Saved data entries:
..........
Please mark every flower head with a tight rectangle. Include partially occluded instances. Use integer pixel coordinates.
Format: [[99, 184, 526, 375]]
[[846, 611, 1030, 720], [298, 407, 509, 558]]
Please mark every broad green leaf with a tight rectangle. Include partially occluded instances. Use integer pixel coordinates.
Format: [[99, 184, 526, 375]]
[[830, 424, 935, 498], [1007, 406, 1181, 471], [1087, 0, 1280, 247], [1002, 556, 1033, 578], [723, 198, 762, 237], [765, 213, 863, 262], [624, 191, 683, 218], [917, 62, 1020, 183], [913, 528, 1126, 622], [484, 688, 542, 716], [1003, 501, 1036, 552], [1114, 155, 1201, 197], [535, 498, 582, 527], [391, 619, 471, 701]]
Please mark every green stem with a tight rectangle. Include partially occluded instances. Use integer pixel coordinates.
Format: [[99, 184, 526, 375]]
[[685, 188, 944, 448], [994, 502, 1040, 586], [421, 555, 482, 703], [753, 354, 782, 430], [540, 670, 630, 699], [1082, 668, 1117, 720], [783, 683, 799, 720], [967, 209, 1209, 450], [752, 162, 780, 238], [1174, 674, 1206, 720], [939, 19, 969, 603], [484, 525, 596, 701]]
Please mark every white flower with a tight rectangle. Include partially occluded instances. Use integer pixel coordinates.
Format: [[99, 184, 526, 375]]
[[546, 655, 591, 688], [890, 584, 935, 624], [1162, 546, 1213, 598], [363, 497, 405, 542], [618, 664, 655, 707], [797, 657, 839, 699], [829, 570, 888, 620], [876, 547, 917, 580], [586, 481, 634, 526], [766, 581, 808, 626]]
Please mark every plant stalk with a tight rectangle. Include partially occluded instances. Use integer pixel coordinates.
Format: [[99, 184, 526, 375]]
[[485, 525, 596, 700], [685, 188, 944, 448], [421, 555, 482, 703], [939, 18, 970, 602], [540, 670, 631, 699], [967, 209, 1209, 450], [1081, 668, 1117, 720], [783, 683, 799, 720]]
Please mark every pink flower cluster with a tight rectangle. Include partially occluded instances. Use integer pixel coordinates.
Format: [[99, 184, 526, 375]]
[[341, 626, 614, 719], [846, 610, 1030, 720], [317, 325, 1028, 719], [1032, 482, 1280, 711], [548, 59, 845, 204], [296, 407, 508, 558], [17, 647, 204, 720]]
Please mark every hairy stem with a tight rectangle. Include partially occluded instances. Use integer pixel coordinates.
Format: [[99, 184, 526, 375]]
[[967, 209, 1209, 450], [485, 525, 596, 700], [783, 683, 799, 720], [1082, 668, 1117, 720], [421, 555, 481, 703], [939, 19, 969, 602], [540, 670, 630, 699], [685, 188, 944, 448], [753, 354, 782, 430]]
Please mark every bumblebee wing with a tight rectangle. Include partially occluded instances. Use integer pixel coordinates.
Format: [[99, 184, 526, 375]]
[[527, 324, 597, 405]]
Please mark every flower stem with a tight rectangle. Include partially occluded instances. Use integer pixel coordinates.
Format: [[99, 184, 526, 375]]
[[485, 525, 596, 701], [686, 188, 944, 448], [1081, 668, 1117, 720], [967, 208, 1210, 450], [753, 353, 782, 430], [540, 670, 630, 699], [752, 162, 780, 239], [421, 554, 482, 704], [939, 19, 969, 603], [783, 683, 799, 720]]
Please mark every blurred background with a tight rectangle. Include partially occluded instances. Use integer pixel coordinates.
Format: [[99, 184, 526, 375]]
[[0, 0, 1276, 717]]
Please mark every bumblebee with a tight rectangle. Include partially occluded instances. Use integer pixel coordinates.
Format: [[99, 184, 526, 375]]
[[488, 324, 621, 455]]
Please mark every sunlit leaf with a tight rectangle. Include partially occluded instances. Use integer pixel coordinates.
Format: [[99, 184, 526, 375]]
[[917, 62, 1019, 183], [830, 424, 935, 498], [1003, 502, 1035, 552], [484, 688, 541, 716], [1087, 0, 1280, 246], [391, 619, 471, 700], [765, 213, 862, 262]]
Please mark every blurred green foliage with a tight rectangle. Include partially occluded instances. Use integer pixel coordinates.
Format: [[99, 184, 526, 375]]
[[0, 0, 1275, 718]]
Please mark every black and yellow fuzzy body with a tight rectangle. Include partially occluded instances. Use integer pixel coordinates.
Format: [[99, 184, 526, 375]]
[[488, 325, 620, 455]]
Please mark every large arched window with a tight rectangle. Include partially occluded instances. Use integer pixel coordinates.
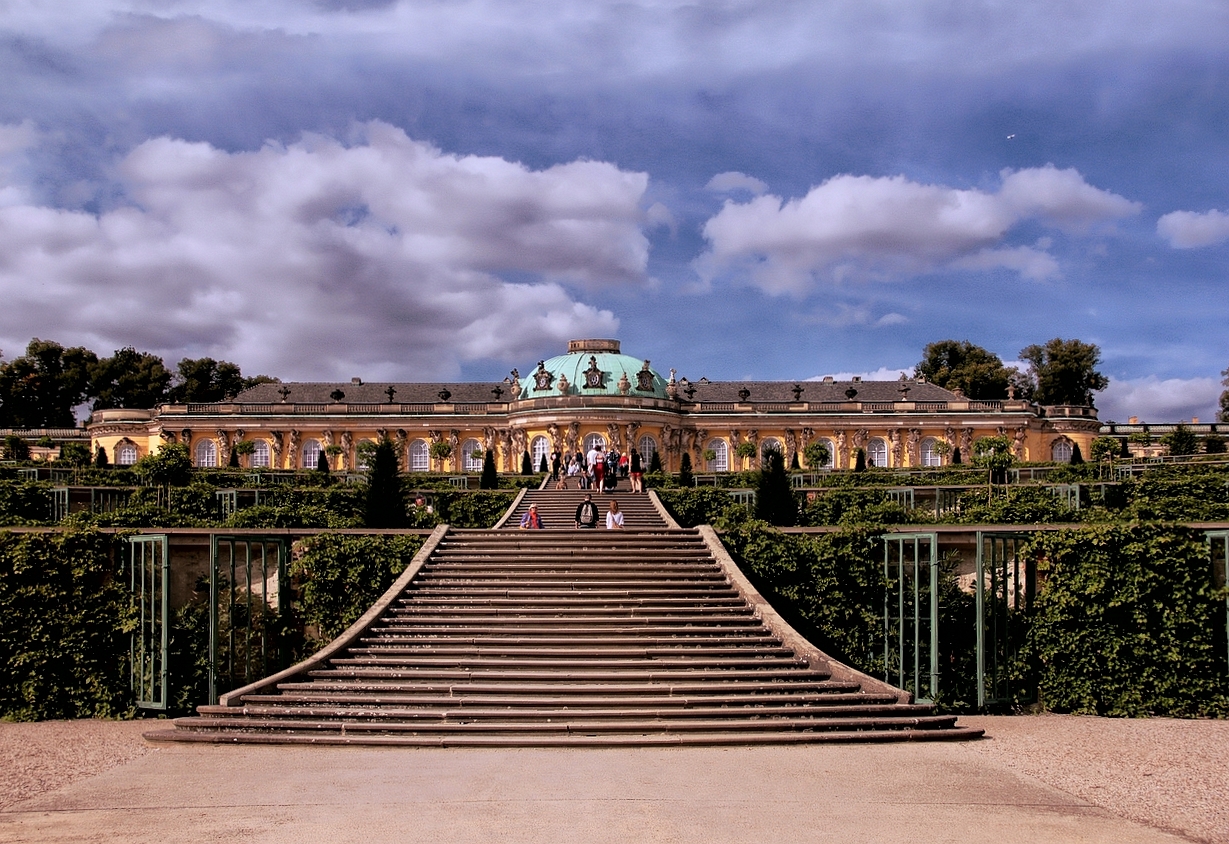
..........
From the entries above, give again exactly the lines running from the line with "Please mark every bumblebee wing" to the line with "Please mark every sunlit"; include both of those lines.

→ **Finished task**:
Please mark every bumblebee wing with a tight rectangle. Include partially occluded instances. Use integer pixel coordinates.
Format: [[99, 184, 526, 375]]
[[527, 324, 597, 405]]
Please mark every flower stem with a tight rectangle. Include partially occluded instances. Use integer pixel coordinates.
Format: [[99, 184, 526, 375]]
[[485, 525, 596, 701], [686, 188, 944, 448], [1081, 668, 1117, 720], [967, 208, 1210, 450], [753, 353, 782, 430], [540, 670, 630, 699], [752, 162, 780, 239], [421, 554, 482, 704], [939, 19, 969, 603], [783, 683, 799, 720]]
Please mark every blurred background with a tight rectangle. Include partially occluded instances. Use integer pixel coordinates.
Format: [[99, 184, 526, 375]]
[[0, 0, 1276, 717]]
Please mark every bumblebee with a tight rectangle. Include partially occluded instances. Use integer pixel coordinates.
Format: [[99, 184, 526, 375]]
[[488, 324, 621, 455]]
Please mark every sunlit leaf with a tight rectangle. Include partially occluded instances. Use integer pixel coordinates.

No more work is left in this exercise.